Rechtsprechung und Literatur unterscheiden im Rahmen des § 313 BGB unter anderem die Fallgruppen der Zweckverfehlung und der Äquivalenzstörung.

2. Ein Wegfall oder eine Störung der Geschäftsgrundlage unter dem Gesichtspunkt der Zweckverfehlung scheidet vorliegend von vornherein aus.

a. Der Beklagte will darauf abstellen, dass die ursprüngliche Gestaltung der Gesamtversorgungszusage auch den Zweck verfolgte, einen Gleichlauf zu erreichen zwischen der Erhöhung der Vergütung der aktiven Beschäftigten und den Erhöhungen der Betriebsrente. Worauf der Beklagte diese Annahme stützen will, begründet er jedoch nicht. Besondere Umstände, aus denen sich eine solche Annahme rechtfertigen könnte, trägt der Beklagte nicht vor.

b. Charakter und Sinn einer Gesamtversorgungszusage sprechen jedoch gerade für das Gegenteil. Eine Gesamtversorgungszusage dient nämlich typischerweise dazu, dem Arbeitnehmer zu garantieren, dass er im Versorgungsfall insgesamt über Versorgungsleistungen verfügt, die in einer vorher festgelegten Relation zu einer definierten Richtgröße stehen. Die Betriebsrente dient im Rahmen einer Gesamtversorgungszusage dabei gerade als flexibles Instrument, das Ziel einer bestimmten Gesamtversorgungshöhe zu erreichen. Soweit die Richtgröße, an der sich der sogenannte Versorgungsgrad orientiert, in einer Beziehung zu den Einkünften aktiver Beschäftigter steht, geht es also gerade um eine feste Relation zwischen der Gesamtrente und den Bezügen der aktiven Beschäftigten und gerade nicht um eine feste Relation zwischen der Betriebsrente und den Aktiven-Bezügen.

3. Der Beklagte hat aber auch nicht nachvollziehbar darlegen können, dass sein Eingriff in die Anpassungsdynamik durch eine sogenannte Äquivalenzstörung im Sinne von § 313 BGB gerechtfertigt werden könnte.

a. Bei gegenseitigen Verträgen gehört der Gedanke der Gleichwertigkeit von Leistung und Gegenleistung zur Geschäftsgrundlage (BGH NJW 62, 251; Palandt/Heinrichs, § 313 BGB, Rdnr. 32). Wird das Äquivalenzverhältnis durch unvorhersehbare Ereignisse schwerwiegend gestört, ist der Vertrag an die veränderten Umstände anzupassen, soweit die Störung das von der benachteiligten Partei zu tragende Risiko überschreitet (BGH NJW 62, 30; RGZ 147, 289; Palandt/Heinrichs, a. a. O.). Dagegen ist § 313 BGB nicht anwendbar, wenn sich durch die Störung ein Risiko verwirklicht, das eine der Parteien zu tragen hat (BGH NJW 2000, 1714 ff.; BGH NJW 1998, 2875; Palandt/Heinrichs, § 313 BGB Rdnr. 15). Wie die Risikosphären der Parteien dabei gegeneinander abzugrenzen sind, ergibt sich aus dem Vertrag, dem Vertragszweck und dem anzuwendenden dispositiven Recht (BGH a. a. O.; Palandt/Heinrichs a. a. O.).

• Datenabschnitt:
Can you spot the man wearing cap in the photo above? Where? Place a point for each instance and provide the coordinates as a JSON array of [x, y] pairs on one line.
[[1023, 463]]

• Gestellte Aufgabe 1:
Woraus ergibt sich laut dem Text zu § 313 BGB, wie die Risikosphären der Parteien gegeneinander abzugrenzen sind?
• Gestellte Aufgabe 2:
Zitieren Sie aus dem Text zu § 313 BGB alles von „a. Bei gegenseitigen“ bis hinunter zu „Palandt/Heinrichs a. a. O.).“.

• Ergebnis 1:
Aus dem Vertrag, dem Vertragszweck und dem anzuwendenden dispositiven Recht.

• Ergebnis 2:
a. Bei gegenseitigen Verträgen gehört der Gedanke der Gleichwertigkeit von Leistung und Gegenleistung zur Geschäftsgrundlage (BGH NJW 62, 251; Palandt/Heinrichs, § 313 BGB, Rdnr. 32). Wird das Äquivalenzverhältnis durch unvorhersehbare Ereignisse schwerwiegend gestört, ist der Vertrag an die veränderten Umstände anzupassen, soweit die Störung das von der benachteiligten Partei zu tragende Risiko überschreitet (BGH NJW 62, 30; RGZ 147, 289; Palandt/Heinrichs, a. a. O.). Dagegen ist § 313 BGB nicht anwendbar, wenn sich durch die Störung ein Risiko verwirklicht, das eine der Parteien zu tragen hat (BGH NJW 2000, 1714 ff.; BGH NJW 1998, 2875; Palandt/Heinrichs, § 313 BGB Rdnr. 15). Wie die Risikosphären der Parteien dabei gegeneinander abzugrenzen sind, ergibt sich aus dem Vertrag, dem Vertragszweck und dem anzuwendenden dispositiven Recht (BGH a. a. O.; Palandt/Heinrichs a. a. O.).